Written task —
The records below must be output exactly, without pictures.

Records from a point labeling set
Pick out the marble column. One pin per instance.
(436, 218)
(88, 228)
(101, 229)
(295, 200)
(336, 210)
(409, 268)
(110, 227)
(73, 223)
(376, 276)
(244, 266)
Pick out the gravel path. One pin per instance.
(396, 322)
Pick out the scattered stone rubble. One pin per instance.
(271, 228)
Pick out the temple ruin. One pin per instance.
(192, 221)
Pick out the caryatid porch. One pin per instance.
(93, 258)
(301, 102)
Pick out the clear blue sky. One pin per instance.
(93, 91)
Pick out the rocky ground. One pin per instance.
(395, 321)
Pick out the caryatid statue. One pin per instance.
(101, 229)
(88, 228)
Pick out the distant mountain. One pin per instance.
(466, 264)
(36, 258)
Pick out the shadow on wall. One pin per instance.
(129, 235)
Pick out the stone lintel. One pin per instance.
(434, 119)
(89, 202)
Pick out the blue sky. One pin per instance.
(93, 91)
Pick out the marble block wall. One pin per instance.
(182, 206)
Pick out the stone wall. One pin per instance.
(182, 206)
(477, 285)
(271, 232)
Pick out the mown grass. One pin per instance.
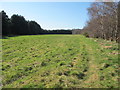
(59, 61)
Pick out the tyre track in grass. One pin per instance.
(92, 80)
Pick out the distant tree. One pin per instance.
(103, 20)
(19, 25)
(5, 24)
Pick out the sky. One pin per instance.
(50, 15)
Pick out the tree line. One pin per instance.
(18, 25)
(103, 21)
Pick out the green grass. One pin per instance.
(59, 61)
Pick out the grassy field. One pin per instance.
(59, 61)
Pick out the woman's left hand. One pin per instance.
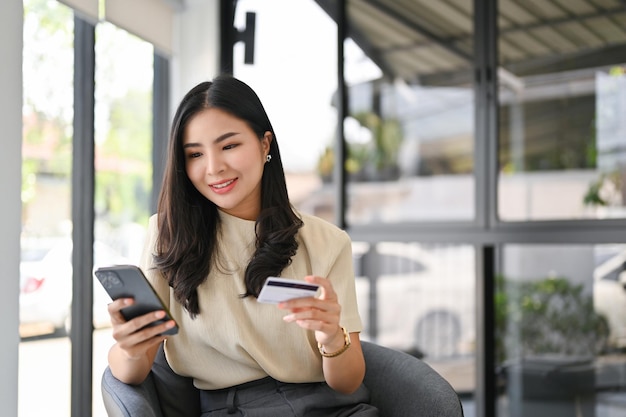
(320, 314)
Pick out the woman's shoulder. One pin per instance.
(318, 228)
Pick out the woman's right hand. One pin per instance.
(131, 357)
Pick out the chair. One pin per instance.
(400, 385)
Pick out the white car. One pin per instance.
(46, 287)
(424, 299)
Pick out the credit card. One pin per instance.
(276, 290)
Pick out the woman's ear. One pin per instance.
(266, 141)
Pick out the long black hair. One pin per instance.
(189, 223)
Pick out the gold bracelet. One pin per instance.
(346, 341)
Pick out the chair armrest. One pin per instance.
(402, 385)
(123, 400)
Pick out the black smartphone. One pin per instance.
(121, 281)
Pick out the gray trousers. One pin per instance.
(270, 398)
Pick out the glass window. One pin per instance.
(420, 299)
(123, 158)
(561, 330)
(294, 73)
(411, 112)
(45, 268)
(562, 99)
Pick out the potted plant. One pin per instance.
(547, 338)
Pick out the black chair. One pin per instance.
(400, 385)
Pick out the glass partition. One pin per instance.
(410, 130)
(123, 158)
(561, 330)
(562, 82)
(420, 299)
(46, 245)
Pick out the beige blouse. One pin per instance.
(235, 340)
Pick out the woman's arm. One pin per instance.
(345, 371)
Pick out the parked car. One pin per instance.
(46, 286)
(424, 297)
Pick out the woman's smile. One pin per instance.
(224, 186)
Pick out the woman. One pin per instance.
(225, 224)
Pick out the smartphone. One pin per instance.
(276, 290)
(121, 281)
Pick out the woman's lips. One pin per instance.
(224, 186)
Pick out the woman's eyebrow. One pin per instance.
(219, 139)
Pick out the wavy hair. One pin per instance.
(189, 223)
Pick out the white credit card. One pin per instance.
(276, 290)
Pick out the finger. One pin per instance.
(327, 291)
(114, 308)
(142, 328)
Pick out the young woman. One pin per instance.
(224, 224)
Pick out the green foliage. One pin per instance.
(374, 160)
(549, 316)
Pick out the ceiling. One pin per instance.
(431, 42)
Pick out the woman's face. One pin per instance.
(224, 160)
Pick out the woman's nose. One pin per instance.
(214, 165)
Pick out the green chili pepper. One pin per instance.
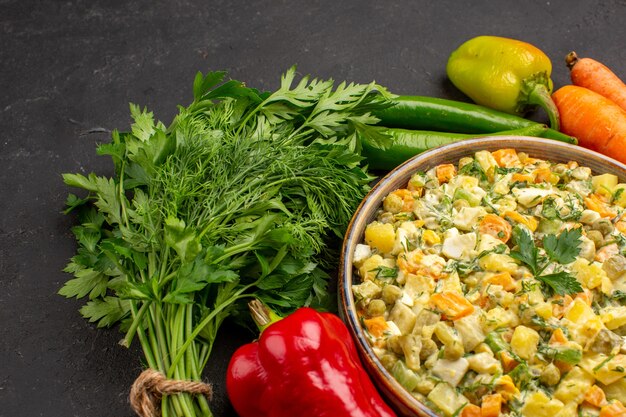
(437, 114)
(504, 74)
(407, 143)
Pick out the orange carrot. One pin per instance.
(595, 396)
(615, 409)
(508, 362)
(470, 410)
(454, 306)
(491, 405)
(445, 172)
(376, 325)
(591, 74)
(506, 157)
(504, 279)
(597, 122)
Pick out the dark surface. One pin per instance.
(68, 71)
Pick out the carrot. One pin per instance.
(595, 396)
(615, 409)
(508, 361)
(591, 74)
(506, 157)
(597, 122)
(558, 308)
(504, 279)
(491, 405)
(517, 177)
(506, 387)
(445, 172)
(528, 221)
(454, 306)
(470, 410)
(596, 203)
(376, 325)
(495, 226)
(558, 337)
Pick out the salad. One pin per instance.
(497, 287)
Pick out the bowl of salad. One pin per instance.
(488, 278)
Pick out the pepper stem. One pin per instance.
(539, 95)
(262, 315)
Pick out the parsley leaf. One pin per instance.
(565, 248)
(527, 251)
(561, 283)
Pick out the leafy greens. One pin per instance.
(244, 194)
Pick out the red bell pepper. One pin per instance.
(305, 365)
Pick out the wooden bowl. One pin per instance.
(398, 397)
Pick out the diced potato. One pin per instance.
(528, 221)
(573, 386)
(430, 237)
(484, 363)
(403, 317)
(606, 369)
(451, 371)
(619, 195)
(506, 387)
(487, 162)
(604, 183)
(579, 312)
(446, 398)
(361, 253)
(539, 404)
(370, 267)
(530, 197)
(381, 236)
(366, 290)
(411, 347)
(524, 342)
(451, 283)
(570, 410)
(497, 318)
(582, 322)
(588, 274)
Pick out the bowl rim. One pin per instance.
(373, 199)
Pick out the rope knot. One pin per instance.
(150, 386)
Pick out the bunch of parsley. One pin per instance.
(245, 194)
(559, 250)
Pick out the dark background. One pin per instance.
(68, 70)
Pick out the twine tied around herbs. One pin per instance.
(150, 386)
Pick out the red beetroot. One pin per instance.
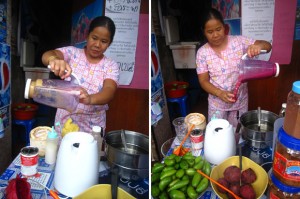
(235, 188)
(232, 174)
(248, 176)
(247, 192)
(223, 182)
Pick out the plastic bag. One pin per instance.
(18, 188)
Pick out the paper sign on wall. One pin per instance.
(122, 50)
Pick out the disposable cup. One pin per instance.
(197, 140)
(180, 127)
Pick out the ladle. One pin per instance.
(178, 149)
(124, 140)
(220, 185)
(259, 118)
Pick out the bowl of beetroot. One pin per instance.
(24, 111)
(249, 183)
(176, 89)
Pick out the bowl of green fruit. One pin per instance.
(176, 89)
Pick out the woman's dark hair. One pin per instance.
(103, 21)
(211, 13)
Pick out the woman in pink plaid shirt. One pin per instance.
(98, 74)
(217, 67)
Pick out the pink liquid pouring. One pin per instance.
(255, 69)
(53, 92)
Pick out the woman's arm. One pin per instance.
(211, 89)
(55, 59)
(105, 96)
(258, 45)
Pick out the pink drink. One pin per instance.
(54, 93)
(255, 69)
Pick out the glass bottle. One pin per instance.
(53, 92)
(291, 123)
(282, 110)
(51, 147)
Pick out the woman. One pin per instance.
(217, 67)
(98, 74)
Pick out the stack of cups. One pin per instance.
(197, 134)
(180, 129)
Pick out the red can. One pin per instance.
(29, 160)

The result —
Pick out the marble column. One pin per instance.
(436, 218)
(88, 228)
(101, 229)
(295, 200)
(336, 210)
(409, 268)
(110, 227)
(73, 223)
(376, 276)
(244, 266)
Pick out the gravel path. One pin per instance.
(396, 322)
Pick out the scattered stone rubble. One pin per instance.
(271, 228)
Pick out the temple ruin. One pin per instance.
(192, 221)
Pick out the caryatid porch. One pin per instance.
(93, 258)
(301, 102)
Pick out the clear blue sky. One pin per instance.
(93, 91)
Pick out the rocky ground. One pin per instance.
(395, 321)
Pick out the caryatid statue. One pin per instance.
(101, 229)
(88, 228)
Pick out the distant mountain. One pin per instance.
(466, 264)
(36, 258)
Pick out the shadow on wall. One pin per instance.
(129, 235)
Pick out the stone lintel. One pin per instance.
(434, 119)
(89, 202)
Pick out the blue sky. One pin per instance.
(93, 91)
Pick out the marble block wall. One pin per instance.
(182, 206)
Pick out the stone wall. One pin per instance.
(182, 206)
(477, 285)
(271, 232)
Pick out the mown grass. One pin per instance.
(59, 61)
Pick out the tyre track in grass. One pin per instance.
(92, 80)
Pick out the distant tree. One pin per instance.
(103, 20)
(19, 25)
(5, 24)
Pick out the sky. One pin per instance.
(50, 15)
Pick out the tree line. One pin per instance.
(18, 25)
(103, 21)
Pick out the green grass. One pin per instance.
(59, 61)
Pick out the grassy field. One pin per instance.
(59, 61)
Pick out the woman's left hand. One pin per instance.
(320, 314)
Pick out the woman's shoulder. One pin per instance.
(318, 228)
Pick out the woman's right hand. One pin per instance.
(131, 357)
Pick out the chair. One pin per instance.
(400, 385)
Pick out the white car. One pin per instance.
(46, 287)
(424, 299)
Pick out the credit card. One pin per instance.
(276, 290)
Pick out the woman's ear. One pin per instance.
(266, 141)
Pick out the long black hair. One pin per instance.
(189, 223)
Pick out the gold bracelet. One pin per instance.
(346, 341)
Pick out the chair armrest. One pin per instance.
(402, 385)
(123, 400)
Pick out the black smartphone. One pin per instance.
(121, 281)
Pick out the gray trousers. One pin per instance.
(270, 398)
Pick out the glass window. One pin per instance.
(420, 299)
(123, 158)
(561, 330)
(294, 73)
(411, 112)
(45, 268)
(562, 99)
Pick out the potted plant. One pin per instance.
(547, 338)
Pick out the black chair. One pin per instance.
(400, 385)
Pick out the glass partition. One pin per instance.
(410, 130)
(123, 158)
(561, 330)
(562, 82)
(420, 299)
(46, 245)
Pick out the beige blouse. One pin per instance.
(235, 340)
Pick out the woman's arm. One pin per instance.
(345, 371)
Pick out the parked car. One pin per instance.
(46, 286)
(424, 297)
Pick out the woman's smile. One pin per instance.
(224, 186)
Pick out the woman. One pin per instance.
(225, 224)
Pick out the smartphone. One pin per instance.
(276, 290)
(121, 281)
Pick out the woman's lips. One pin per instance.
(224, 186)
Pick out the woman's eyebrow. One pin per instance.
(219, 139)
Pick out the wavy hair. One pin per instance.
(189, 223)
Pick out the white credit card. One pin per instance.
(276, 290)
Pick out the finger. One pin per instance.
(327, 291)
(114, 308)
(142, 328)
Pick out the young woman. One pin per instance.
(224, 224)
Pick out the green foliage. One pin per instance.
(374, 160)
(549, 316)
Pick out the ceiling. One pin per instance.
(431, 42)
Pick out the woman's face. One pin per instance.
(224, 160)
Pick out the woman's nose. One pin per instance.
(214, 165)
Pick out the green chili pepper. One pin per instance.
(437, 114)
(504, 74)
(407, 143)
Pick out the orange carrot. One pin per instance.
(595, 396)
(615, 409)
(508, 362)
(470, 410)
(454, 306)
(491, 405)
(445, 172)
(376, 325)
(591, 74)
(506, 157)
(504, 279)
(597, 122)
Pick out the dark surface. One pin per instance.
(68, 71)
Pick out the carrot. One pin per instance.
(595, 396)
(615, 409)
(508, 361)
(591, 74)
(506, 157)
(597, 122)
(558, 308)
(504, 279)
(491, 405)
(517, 177)
(506, 387)
(445, 172)
(528, 221)
(454, 306)
(470, 410)
(596, 203)
(376, 325)
(495, 226)
(558, 337)
Pick out the salad. One pin per instance.
(497, 287)
Pick out the bowl of salad. One pin per instance.
(488, 278)
Pick out the pepper stem. One pin per instance.
(539, 95)
(262, 315)
Pick out the parsley leaf. One pin per instance.
(565, 248)
(527, 251)
(561, 283)
Pick out the leafy greens. One pin per instance.
(244, 194)
Pick out the red bell pepper. One pin per instance.
(305, 365)
Pick out the wooden bowl. One pin per instance.
(398, 397)
Pick out the diced potato. One pin per instance.
(528, 221)
(573, 386)
(430, 237)
(484, 363)
(403, 317)
(606, 369)
(451, 371)
(619, 195)
(506, 387)
(487, 162)
(604, 183)
(579, 312)
(446, 398)
(361, 253)
(539, 404)
(370, 267)
(530, 197)
(381, 236)
(366, 290)
(411, 347)
(524, 342)
(451, 283)
(570, 410)
(497, 318)
(582, 322)
(588, 274)
Pick out the bowl rim. One pin per instance.
(373, 199)
Pick out the rope knot. One pin per instance.
(150, 386)
Pick out the bunch of parsley. One pin per instance.
(245, 194)
(559, 250)
Pick out the dark background. One pin per instance.
(68, 70)
Pick out the twine tied around herbs. One pin per instance.
(150, 386)
Pick out the red beetroot. One pin per instance.
(235, 188)
(232, 174)
(248, 176)
(247, 192)
(223, 182)
Pick out the plastic bag. One pin per instance.
(18, 188)
Pick out the paper sign on wall. One pin per instance.
(122, 50)
Pick out the disposable cup. One pin per instance.
(197, 140)
(180, 127)
Pick out the ladle. One pin per instance.
(178, 149)
(124, 140)
(220, 185)
(259, 118)
Pick out the bowl of beetroot. One pin per instance.
(24, 111)
(249, 183)
(176, 89)
Pick out the bowl of green fruit. One pin per instance.
(176, 89)
Pick out the woman's dark hair. One pin per instance.
(103, 21)
(211, 13)
Pick out the woman in pink plaid shirt. One pin per instance.
(98, 74)
(217, 67)
Pick out the pink liquid pouring. One pin per instance.
(255, 69)
(53, 92)
Pick out the woman's arm. One pin per instance.
(211, 89)
(55, 59)
(105, 96)
(258, 45)
Pick out the pink drink. One pin per instance.
(54, 93)
(255, 69)
Pick out the glass bottle. One pin per instance.
(53, 92)
(291, 123)
(282, 110)
(51, 147)
Pick out the woman. One pin per instance.
(217, 67)
(98, 74)
Pick out the stack of cups. One pin per instance.
(197, 134)
(180, 129)
Pick out the red can. One pin per instance.
(29, 160)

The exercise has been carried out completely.